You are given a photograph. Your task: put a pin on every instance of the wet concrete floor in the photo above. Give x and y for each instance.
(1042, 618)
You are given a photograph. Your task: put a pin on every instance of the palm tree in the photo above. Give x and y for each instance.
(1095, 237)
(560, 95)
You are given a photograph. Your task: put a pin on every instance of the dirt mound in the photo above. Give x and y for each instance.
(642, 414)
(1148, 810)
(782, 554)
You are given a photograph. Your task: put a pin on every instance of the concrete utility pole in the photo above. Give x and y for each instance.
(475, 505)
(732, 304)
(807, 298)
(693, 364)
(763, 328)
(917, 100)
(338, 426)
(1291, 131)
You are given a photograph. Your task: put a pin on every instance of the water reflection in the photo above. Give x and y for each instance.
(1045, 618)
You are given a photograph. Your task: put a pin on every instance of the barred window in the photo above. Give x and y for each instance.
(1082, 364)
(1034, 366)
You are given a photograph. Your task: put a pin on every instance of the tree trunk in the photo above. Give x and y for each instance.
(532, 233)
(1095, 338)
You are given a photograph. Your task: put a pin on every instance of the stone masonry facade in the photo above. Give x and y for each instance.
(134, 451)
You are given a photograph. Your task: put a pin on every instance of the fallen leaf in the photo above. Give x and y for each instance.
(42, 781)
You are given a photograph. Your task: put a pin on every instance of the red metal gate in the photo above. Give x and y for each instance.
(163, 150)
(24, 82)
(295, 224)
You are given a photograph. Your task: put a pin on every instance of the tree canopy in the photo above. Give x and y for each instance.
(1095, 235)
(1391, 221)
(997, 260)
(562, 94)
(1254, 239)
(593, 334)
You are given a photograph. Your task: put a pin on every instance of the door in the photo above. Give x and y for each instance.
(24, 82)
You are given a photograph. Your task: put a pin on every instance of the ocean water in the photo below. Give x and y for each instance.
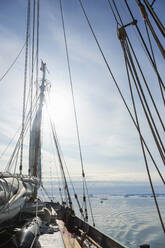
(131, 220)
(126, 213)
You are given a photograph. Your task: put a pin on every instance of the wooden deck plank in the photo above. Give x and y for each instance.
(51, 240)
(69, 240)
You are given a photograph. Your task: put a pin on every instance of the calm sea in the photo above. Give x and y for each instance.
(127, 213)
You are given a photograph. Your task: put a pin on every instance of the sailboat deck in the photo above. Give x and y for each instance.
(60, 238)
(51, 240)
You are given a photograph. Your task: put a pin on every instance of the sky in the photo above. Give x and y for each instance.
(110, 144)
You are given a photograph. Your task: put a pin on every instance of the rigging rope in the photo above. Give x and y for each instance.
(75, 115)
(149, 55)
(32, 62)
(74, 191)
(37, 46)
(126, 50)
(13, 63)
(25, 80)
(140, 135)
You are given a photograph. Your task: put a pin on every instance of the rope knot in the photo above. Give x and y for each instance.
(121, 34)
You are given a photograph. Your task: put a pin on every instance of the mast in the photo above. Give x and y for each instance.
(35, 134)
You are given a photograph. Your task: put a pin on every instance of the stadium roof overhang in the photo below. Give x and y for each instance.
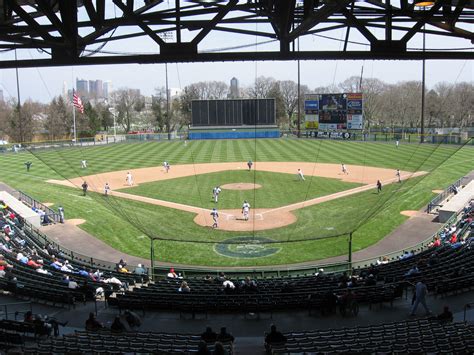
(86, 32)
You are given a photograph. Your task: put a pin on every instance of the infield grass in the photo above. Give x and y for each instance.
(123, 224)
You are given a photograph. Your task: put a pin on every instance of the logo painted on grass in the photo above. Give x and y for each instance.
(246, 247)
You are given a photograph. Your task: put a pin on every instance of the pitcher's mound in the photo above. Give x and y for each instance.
(241, 186)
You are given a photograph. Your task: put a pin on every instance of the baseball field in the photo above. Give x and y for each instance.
(291, 220)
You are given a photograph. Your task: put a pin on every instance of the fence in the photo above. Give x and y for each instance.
(436, 202)
(30, 201)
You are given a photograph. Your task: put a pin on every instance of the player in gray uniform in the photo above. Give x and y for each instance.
(215, 216)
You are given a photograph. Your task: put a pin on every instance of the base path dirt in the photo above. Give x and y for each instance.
(231, 219)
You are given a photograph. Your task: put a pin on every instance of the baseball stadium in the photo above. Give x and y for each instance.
(339, 220)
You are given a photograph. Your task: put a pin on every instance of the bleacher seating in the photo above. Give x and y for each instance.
(133, 342)
(414, 336)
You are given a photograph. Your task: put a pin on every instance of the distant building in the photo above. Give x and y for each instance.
(107, 89)
(82, 87)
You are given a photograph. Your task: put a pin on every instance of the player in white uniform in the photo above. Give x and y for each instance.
(344, 169)
(215, 216)
(300, 175)
(246, 210)
(106, 189)
(129, 179)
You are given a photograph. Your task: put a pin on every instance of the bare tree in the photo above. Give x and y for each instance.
(127, 102)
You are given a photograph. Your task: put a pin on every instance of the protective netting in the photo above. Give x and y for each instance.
(328, 203)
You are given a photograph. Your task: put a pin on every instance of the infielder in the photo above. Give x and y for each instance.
(215, 193)
(106, 189)
(215, 216)
(246, 210)
(344, 169)
(249, 164)
(129, 179)
(300, 175)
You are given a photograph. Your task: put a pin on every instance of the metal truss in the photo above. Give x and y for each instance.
(79, 32)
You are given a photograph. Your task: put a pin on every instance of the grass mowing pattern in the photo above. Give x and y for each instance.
(277, 189)
(105, 219)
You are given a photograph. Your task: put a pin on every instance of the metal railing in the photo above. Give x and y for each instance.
(436, 202)
(4, 312)
(30, 201)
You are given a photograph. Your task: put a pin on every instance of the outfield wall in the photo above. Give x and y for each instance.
(235, 133)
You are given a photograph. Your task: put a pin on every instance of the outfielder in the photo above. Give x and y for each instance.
(246, 210)
(215, 193)
(344, 169)
(106, 189)
(300, 175)
(215, 216)
(129, 179)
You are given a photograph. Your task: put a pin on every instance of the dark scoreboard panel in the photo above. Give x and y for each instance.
(236, 112)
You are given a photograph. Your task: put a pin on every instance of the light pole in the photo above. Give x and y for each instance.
(112, 111)
(423, 5)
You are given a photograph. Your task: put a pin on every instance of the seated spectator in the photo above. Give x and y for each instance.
(92, 324)
(140, 270)
(117, 326)
(209, 336)
(274, 337)
(225, 337)
(413, 271)
(446, 315)
(132, 319)
(184, 287)
(173, 275)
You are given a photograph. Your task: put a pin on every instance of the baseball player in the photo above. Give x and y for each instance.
(215, 193)
(379, 186)
(300, 175)
(344, 169)
(84, 188)
(249, 164)
(215, 216)
(246, 210)
(129, 179)
(106, 189)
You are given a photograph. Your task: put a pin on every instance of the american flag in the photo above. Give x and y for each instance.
(77, 102)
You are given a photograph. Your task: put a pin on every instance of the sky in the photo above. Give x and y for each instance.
(42, 84)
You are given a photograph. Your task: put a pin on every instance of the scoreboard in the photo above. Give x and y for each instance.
(334, 111)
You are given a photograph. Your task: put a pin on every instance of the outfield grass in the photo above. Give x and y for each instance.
(124, 224)
(277, 189)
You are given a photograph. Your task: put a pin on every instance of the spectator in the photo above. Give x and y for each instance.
(92, 324)
(446, 315)
(209, 336)
(420, 297)
(117, 326)
(225, 337)
(140, 270)
(274, 337)
(184, 287)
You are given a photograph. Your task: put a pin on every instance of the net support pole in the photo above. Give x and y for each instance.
(152, 259)
(350, 253)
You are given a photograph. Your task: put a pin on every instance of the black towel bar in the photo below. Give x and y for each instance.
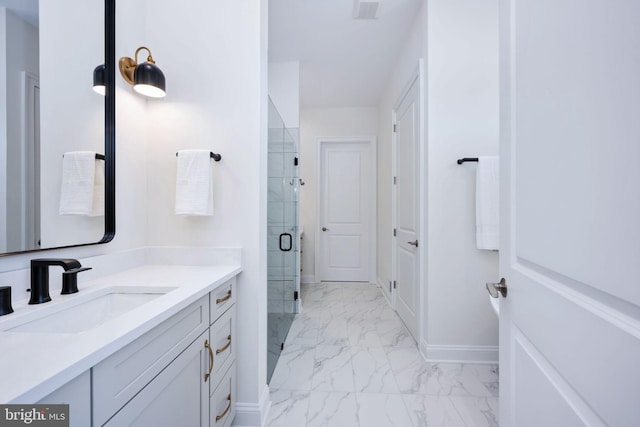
(467, 159)
(98, 156)
(215, 156)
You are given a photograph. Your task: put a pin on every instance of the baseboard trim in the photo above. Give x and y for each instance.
(459, 353)
(384, 290)
(253, 414)
(307, 278)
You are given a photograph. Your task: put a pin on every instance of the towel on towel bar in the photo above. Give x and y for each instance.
(488, 203)
(194, 189)
(82, 191)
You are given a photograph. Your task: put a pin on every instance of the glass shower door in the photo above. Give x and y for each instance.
(283, 267)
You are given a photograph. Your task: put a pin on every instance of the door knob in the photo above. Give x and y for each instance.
(495, 288)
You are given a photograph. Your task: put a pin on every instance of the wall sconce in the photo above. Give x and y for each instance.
(146, 78)
(99, 79)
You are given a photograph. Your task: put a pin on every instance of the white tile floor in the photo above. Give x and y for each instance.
(349, 361)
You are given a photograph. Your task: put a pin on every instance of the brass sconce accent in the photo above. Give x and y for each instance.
(146, 78)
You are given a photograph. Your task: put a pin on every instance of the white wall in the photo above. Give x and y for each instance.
(458, 39)
(71, 113)
(224, 45)
(315, 123)
(3, 130)
(462, 121)
(284, 90)
(21, 56)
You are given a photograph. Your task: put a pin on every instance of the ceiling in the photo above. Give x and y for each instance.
(344, 62)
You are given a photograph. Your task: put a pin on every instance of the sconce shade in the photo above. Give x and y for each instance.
(99, 79)
(148, 80)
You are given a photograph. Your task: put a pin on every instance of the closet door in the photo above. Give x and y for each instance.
(570, 213)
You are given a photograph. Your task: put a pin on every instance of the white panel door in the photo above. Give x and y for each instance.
(570, 213)
(347, 185)
(407, 136)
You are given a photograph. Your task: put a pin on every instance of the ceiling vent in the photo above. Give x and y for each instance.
(366, 9)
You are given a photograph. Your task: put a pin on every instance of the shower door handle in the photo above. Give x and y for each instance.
(284, 248)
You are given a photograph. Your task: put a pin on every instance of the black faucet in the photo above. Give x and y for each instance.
(40, 277)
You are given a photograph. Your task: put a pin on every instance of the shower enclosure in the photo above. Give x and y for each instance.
(283, 263)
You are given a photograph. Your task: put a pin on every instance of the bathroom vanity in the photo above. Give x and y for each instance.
(165, 356)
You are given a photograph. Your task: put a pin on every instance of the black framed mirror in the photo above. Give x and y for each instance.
(51, 110)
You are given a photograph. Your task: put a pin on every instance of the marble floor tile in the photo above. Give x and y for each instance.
(332, 409)
(288, 408)
(455, 379)
(334, 332)
(372, 371)
(393, 333)
(349, 361)
(294, 369)
(382, 410)
(410, 370)
(477, 411)
(432, 411)
(332, 369)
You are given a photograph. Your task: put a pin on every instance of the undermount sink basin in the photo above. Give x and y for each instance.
(89, 311)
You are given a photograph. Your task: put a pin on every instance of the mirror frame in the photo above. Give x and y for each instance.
(109, 133)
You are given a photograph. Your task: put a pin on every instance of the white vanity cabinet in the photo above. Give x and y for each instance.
(181, 373)
(77, 394)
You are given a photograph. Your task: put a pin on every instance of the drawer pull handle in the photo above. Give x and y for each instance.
(226, 346)
(223, 299)
(208, 347)
(221, 416)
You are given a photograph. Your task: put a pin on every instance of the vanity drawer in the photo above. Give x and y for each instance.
(120, 377)
(222, 403)
(222, 336)
(222, 298)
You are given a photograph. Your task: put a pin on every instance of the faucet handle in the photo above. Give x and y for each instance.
(70, 280)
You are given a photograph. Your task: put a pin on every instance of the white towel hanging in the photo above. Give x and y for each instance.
(194, 187)
(82, 190)
(488, 203)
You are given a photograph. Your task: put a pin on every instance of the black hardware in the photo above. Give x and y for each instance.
(109, 121)
(5, 300)
(98, 156)
(467, 159)
(215, 156)
(282, 248)
(70, 280)
(40, 276)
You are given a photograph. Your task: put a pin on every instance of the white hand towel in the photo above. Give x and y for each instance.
(488, 202)
(82, 190)
(194, 189)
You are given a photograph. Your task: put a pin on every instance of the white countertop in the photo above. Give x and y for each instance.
(32, 365)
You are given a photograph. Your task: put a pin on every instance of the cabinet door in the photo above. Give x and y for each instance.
(178, 396)
(77, 394)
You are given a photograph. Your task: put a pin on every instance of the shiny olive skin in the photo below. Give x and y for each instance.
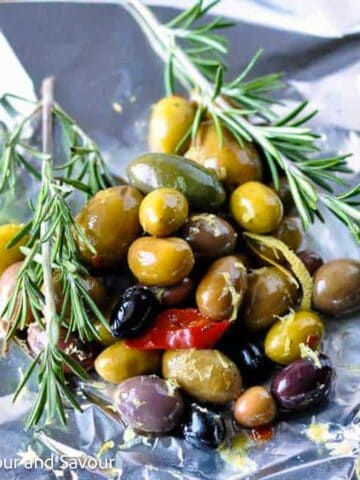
(337, 287)
(8, 256)
(163, 211)
(171, 117)
(119, 362)
(133, 313)
(110, 221)
(232, 163)
(255, 407)
(83, 353)
(155, 170)
(160, 262)
(209, 236)
(256, 207)
(282, 342)
(270, 293)
(221, 291)
(311, 260)
(205, 428)
(207, 375)
(149, 404)
(302, 385)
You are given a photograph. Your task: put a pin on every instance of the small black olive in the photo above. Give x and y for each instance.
(205, 428)
(133, 313)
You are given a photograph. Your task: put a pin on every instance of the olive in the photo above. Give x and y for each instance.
(337, 287)
(282, 342)
(221, 291)
(155, 170)
(119, 362)
(270, 293)
(133, 313)
(171, 117)
(303, 384)
(207, 375)
(176, 295)
(205, 428)
(256, 207)
(163, 211)
(233, 163)
(110, 222)
(255, 407)
(248, 356)
(149, 404)
(83, 353)
(311, 260)
(161, 262)
(8, 256)
(209, 236)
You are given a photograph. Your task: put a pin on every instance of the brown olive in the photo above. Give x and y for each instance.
(110, 221)
(255, 407)
(221, 291)
(209, 236)
(337, 287)
(270, 293)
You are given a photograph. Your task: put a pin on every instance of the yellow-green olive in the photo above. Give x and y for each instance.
(160, 262)
(256, 207)
(255, 407)
(207, 375)
(119, 362)
(282, 342)
(270, 293)
(232, 163)
(171, 118)
(163, 211)
(221, 291)
(11, 255)
(110, 221)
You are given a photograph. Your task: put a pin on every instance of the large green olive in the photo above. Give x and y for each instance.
(282, 342)
(337, 287)
(270, 293)
(154, 170)
(207, 375)
(256, 207)
(119, 362)
(160, 262)
(110, 221)
(171, 118)
(232, 163)
(209, 236)
(221, 291)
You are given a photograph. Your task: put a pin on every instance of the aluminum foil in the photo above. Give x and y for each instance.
(101, 60)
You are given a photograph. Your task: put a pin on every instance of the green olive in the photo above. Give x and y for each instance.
(119, 362)
(270, 293)
(256, 207)
(171, 118)
(232, 163)
(221, 291)
(282, 342)
(110, 221)
(160, 262)
(207, 375)
(163, 211)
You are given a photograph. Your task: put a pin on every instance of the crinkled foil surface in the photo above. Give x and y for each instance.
(100, 56)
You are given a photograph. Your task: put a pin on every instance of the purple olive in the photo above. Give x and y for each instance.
(149, 404)
(303, 385)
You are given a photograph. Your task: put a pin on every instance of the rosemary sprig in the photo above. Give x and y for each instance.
(287, 143)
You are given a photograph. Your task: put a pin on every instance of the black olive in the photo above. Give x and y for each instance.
(133, 313)
(249, 357)
(205, 428)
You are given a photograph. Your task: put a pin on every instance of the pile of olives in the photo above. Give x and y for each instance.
(207, 321)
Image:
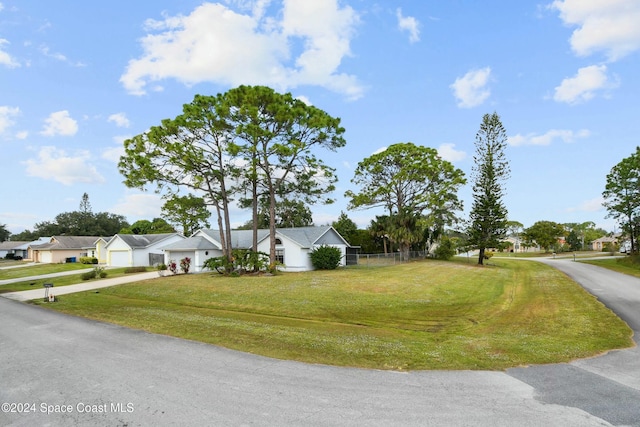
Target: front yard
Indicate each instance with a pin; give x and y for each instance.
(421, 315)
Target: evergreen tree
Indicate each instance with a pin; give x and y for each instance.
(488, 217)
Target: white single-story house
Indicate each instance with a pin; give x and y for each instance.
(293, 246)
(100, 250)
(62, 249)
(13, 248)
(137, 250)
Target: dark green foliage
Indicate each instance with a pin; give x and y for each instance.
(488, 223)
(346, 227)
(4, 233)
(325, 258)
(622, 196)
(190, 212)
(446, 249)
(411, 183)
(143, 226)
(185, 264)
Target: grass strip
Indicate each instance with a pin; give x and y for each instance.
(421, 315)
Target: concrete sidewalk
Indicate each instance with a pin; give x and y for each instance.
(80, 287)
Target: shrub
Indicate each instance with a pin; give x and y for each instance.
(326, 257)
(88, 275)
(446, 249)
(185, 263)
(173, 267)
(243, 261)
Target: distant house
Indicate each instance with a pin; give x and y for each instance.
(293, 245)
(13, 248)
(602, 242)
(137, 250)
(101, 251)
(63, 249)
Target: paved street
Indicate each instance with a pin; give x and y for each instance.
(91, 373)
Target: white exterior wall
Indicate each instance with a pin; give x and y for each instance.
(197, 257)
(295, 257)
(116, 256)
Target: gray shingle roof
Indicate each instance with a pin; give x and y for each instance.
(68, 242)
(143, 240)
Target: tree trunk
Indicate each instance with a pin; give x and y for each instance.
(272, 228)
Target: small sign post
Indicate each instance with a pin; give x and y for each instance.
(47, 286)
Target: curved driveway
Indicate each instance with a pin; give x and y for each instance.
(91, 373)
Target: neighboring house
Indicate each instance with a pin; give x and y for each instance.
(101, 251)
(602, 242)
(138, 250)
(516, 244)
(293, 246)
(13, 248)
(63, 249)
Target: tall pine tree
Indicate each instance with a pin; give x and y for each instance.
(488, 217)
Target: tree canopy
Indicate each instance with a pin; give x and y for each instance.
(82, 222)
(189, 212)
(545, 233)
(409, 182)
(249, 140)
(4, 233)
(144, 226)
(622, 196)
(488, 223)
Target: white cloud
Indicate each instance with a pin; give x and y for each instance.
(567, 136)
(448, 152)
(6, 117)
(471, 89)
(6, 59)
(60, 123)
(609, 26)
(114, 153)
(409, 24)
(583, 85)
(217, 44)
(120, 119)
(593, 205)
(54, 164)
(139, 205)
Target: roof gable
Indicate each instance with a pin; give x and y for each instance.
(68, 242)
(139, 241)
(305, 237)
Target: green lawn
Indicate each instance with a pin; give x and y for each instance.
(421, 315)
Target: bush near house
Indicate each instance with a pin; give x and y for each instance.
(326, 258)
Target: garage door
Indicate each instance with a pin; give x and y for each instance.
(118, 259)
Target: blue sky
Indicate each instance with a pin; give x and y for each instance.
(78, 78)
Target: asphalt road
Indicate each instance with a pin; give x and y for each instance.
(90, 373)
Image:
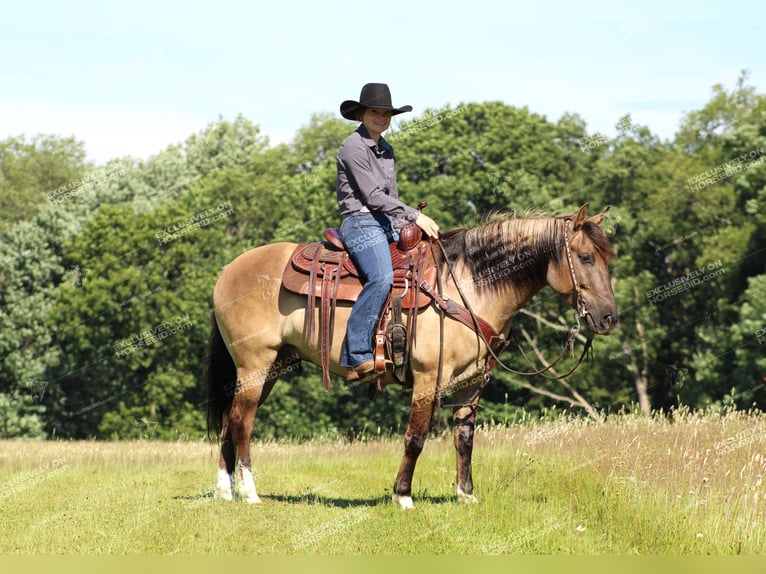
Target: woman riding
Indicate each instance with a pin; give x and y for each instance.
(372, 217)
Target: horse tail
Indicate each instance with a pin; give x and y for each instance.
(220, 375)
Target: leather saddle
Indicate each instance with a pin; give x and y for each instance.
(324, 270)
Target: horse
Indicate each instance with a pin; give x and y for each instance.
(495, 267)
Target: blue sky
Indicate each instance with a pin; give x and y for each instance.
(132, 78)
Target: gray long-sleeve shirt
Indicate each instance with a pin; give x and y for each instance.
(367, 178)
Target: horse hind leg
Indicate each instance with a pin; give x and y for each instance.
(253, 385)
(224, 489)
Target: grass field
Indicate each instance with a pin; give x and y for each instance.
(628, 486)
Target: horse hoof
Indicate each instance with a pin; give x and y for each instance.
(252, 499)
(404, 502)
(224, 490)
(466, 498)
(223, 494)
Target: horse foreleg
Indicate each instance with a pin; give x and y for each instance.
(414, 439)
(464, 419)
(224, 489)
(242, 416)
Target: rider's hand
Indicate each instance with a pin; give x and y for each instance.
(428, 225)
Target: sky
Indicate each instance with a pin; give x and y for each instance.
(131, 78)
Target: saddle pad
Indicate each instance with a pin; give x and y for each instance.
(295, 277)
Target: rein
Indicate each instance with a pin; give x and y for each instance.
(580, 312)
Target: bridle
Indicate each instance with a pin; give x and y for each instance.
(581, 312)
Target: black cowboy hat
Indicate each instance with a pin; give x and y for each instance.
(371, 96)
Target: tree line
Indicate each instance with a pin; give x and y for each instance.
(107, 270)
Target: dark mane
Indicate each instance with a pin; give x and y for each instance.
(507, 250)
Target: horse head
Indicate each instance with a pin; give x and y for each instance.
(581, 273)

Work item:
Starting at the line with "Target: garage door" and finishing at the line with "Target: woman riding", copy the material above exactly, both lines included. Nothing else goes in, and no pictures.

Solution for this exercise:
Target: garage door
Indicate each instance with a pin; give x and y for each instance.
(118, 259)
Target: blue sky
Indicate each instance with a pin; give x and y for each instance.
(78, 78)
Target: asphalt road
Indicate each instance with a pin; give x and y for each instance.
(90, 373)
Image:
Target: woman riding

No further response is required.